Given problem a :: Could you repeat the rows between the line holding "trace the outline of every instance of the foliage" and the line holding "5), (178, 25)]", inclusive, copying each one as it stands?

** start of Supplied text **

To: El Canadiense who wrote (34138)3/15/2009 11:53:39 AM
From: Crossy  Respond to of 37387
 
Aero,
there is not much additional light to shed on.

Eastern Europe is VERY heterogeneous. You cannot compare Slovakia, Poland, Czech Republic etc. with the Ukraine. For countries within the Eurozone there shouldn'T be any problem with the balance of payments. For countries outside of the EU, it will be a case of the IMF to provide support (Ukraine). For EU members outside the eurozone, there will be measures to be designed at the EU level if needed.

Bottom line for Austrian Banks: these banks didn't do subprime-CDOs or anyhting like that. They lent money to businesses and consumers in Austria and abroad (Western, Eastern Europe) but of course this was secured lending with collateral at risk for the borrower. This was also "plain vanilla" or syndicated lending, not of the "securitized" kind that is plaguing US, British, Belgish, Dutch and some German banks (the "Landesbanken" in Germany)

The impact will only be felt in two possible ways: if the loans were made in strong-currency denominated terms, then the default rates should icnrease - as in all such cases. If they were made in host-country currency terms, then of course would be a currency loss.

Forget the "alleged meltdown" in any case. There is nothing of this looming at all. Even if 100% of all our bank loans would be impaired - and the government would have to step in - it would still leave Austria's toal public debt below the 100% figure - a level that at the present moment Italy already surpasses.

There are additional tidbits to consider: Out "regional banks" Oberbank, BTV and BKS have very low level operations in Eastern Europe at all. They also have the lowest total equity leverage ofall our banks. Erste has 100% ownership of its Eastern-European portfolio. Volksbank also.

RZB (Raiffeisen) - does NOT ! They own only a majority stake (not sure about the total amount !) of their Eastern operation (called Raiffeisen East). This should work to their advantage as any impairment wouldn't pull through completely to the top corporate level.

Unicredit (Bank Austria) is interesting - as it can draw on capital support from trhee sources: Austrian TARP, Italian TARP and Ghadaffy buying similar participatory shares.

The report is certainly correct in everything stated. The (unsecured) debt papers of Austrian Banks could be an interesting yield-opportunity this time.

** end of Supplied text **
** start of Given records **

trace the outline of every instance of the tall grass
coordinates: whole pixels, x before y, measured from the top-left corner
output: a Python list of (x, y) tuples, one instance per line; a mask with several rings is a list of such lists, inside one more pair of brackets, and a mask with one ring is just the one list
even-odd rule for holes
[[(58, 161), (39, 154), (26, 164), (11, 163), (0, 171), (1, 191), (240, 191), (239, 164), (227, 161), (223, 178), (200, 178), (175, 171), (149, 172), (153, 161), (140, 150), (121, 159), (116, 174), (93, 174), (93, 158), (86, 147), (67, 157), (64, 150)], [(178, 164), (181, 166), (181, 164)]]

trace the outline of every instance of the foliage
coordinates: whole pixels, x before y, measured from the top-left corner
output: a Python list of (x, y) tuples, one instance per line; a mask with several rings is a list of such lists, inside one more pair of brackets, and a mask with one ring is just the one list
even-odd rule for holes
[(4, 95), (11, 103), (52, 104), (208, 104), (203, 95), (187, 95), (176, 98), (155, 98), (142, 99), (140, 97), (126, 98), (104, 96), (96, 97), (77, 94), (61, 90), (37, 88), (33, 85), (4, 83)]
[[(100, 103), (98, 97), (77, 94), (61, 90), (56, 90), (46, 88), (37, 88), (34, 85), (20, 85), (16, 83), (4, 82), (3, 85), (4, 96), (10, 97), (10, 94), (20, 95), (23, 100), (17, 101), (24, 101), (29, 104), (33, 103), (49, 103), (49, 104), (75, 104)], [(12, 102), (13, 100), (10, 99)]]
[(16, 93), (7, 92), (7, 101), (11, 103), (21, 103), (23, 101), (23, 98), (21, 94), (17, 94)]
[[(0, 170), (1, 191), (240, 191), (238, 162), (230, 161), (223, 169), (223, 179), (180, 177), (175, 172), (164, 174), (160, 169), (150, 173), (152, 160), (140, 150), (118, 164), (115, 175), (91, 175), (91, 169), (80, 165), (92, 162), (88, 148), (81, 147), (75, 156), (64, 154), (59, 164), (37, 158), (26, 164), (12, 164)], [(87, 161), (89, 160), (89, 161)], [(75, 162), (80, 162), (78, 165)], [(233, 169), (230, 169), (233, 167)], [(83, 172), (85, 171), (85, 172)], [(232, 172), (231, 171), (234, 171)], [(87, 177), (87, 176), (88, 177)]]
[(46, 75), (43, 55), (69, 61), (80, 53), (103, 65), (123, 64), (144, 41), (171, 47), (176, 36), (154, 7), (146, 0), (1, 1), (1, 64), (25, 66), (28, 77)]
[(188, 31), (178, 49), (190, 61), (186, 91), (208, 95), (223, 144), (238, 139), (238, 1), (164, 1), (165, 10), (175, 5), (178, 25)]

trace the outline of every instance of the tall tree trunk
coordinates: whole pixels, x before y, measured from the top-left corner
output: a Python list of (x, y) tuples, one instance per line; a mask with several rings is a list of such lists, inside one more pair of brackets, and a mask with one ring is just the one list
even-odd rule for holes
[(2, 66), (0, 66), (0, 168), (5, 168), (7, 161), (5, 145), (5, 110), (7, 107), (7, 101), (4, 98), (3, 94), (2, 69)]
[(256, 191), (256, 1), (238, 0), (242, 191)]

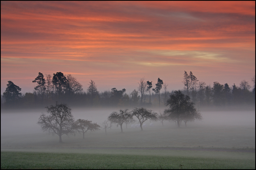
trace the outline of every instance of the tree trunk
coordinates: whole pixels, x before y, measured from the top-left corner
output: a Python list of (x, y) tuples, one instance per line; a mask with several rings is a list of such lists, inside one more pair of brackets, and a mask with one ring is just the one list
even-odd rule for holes
[(178, 119), (177, 120), (177, 126), (178, 127), (180, 127), (179, 126), (179, 120)]
[(159, 96), (159, 107), (160, 107), (160, 91), (159, 91), (159, 94), (158, 94), (158, 96)]
[(142, 131), (143, 130), (143, 129), (142, 129), (142, 124), (141, 124), (140, 125), (140, 126), (141, 127), (141, 130)]
[(59, 142), (61, 143), (62, 142), (62, 139), (61, 139), (61, 135), (59, 135), (59, 136), (60, 137)]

** end of Given records **

Given problem b :: Does the forum post on Austrian banks agree with each statement below? Answer yes or no for each, and quote the words from the post that decide it. (i) Austrian banks took part in subprime CDOs. (ii) Erste fully owns its Eastern European portfolio. (iii) RZB owns all of its Eastern operation.

Exercise solution a ::
trace the outline of every instance of the foliage
coordinates: whole pixels, x before y, measured from the top-left corner
output: a Python list of (x, y) tuples, one instance per line; a mask with several rings is a list of such lists, inside one more pair of brackets, and a mask with one ring is just the one list
even-odd rule for holes
[(4, 95), (11, 103), (52, 104), (208, 104), (203, 95), (187, 95), (176, 98), (155, 98), (142, 99), (140, 97), (126, 98), (104, 96), (96, 97), (77, 94), (61, 90), (37, 88), (33, 85), (4, 83)]
[[(100, 103), (98, 97), (77, 94), (61, 90), (56, 90), (46, 88), (37, 88), (34, 85), (20, 85), (16, 83), (4, 82), (3, 85), (4, 96), (10, 97), (10, 94), (20, 95), (23, 100), (17, 101), (24, 101), (29, 104), (33, 103), (49, 103), (49, 104), (75, 104)], [(12, 102), (13, 100), (10, 99)]]
[(16, 93), (7, 92), (7, 101), (11, 103), (21, 103), (23, 101), (23, 98), (21, 94), (17, 94)]
[[(0, 170), (1, 191), (240, 191), (238, 162), (230, 161), (223, 169), (223, 179), (180, 177), (175, 172), (164, 174), (160, 169), (150, 173), (152, 160), (140, 150), (118, 164), (115, 175), (91, 175), (91, 169), (80, 165), (92, 162), (88, 148), (81, 147), (75, 156), (64, 154), (59, 164), (37, 158), (26, 164), (12, 164)], [(87, 161), (89, 160), (89, 161)], [(75, 162), (80, 162), (78, 165)], [(233, 169), (230, 169), (233, 167)], [(83, 172), (85, 171), (85, 172)], [(232, 172), (231, 171), (234, 171)], [(87, 177), (87, 176), (88, 177)]]
[(46, 75), (43, 55), (69, 61), (80, 53), (103, 65), (123, 64), (144, 41), (171, 47), (176, 36), (154, 7), (146, 0), (1, 1), (1, 64), (25, 66), (28, 77)]
[(188, 31), (178, 49), (190, 61), (186, 91), (208, 95), (223, 144), (238, 139), (238, 1), (164, 1), (165, 10), (175, 5), (178, 25)]

Exercise solution b ::
(i) No: "these banks didn't do subprime-CDOs or anyhting like that."
(ii) Yes: "Erste has 100% ownership of its Eastern-European portfolio."
(iii) No: "They own only a majority stake"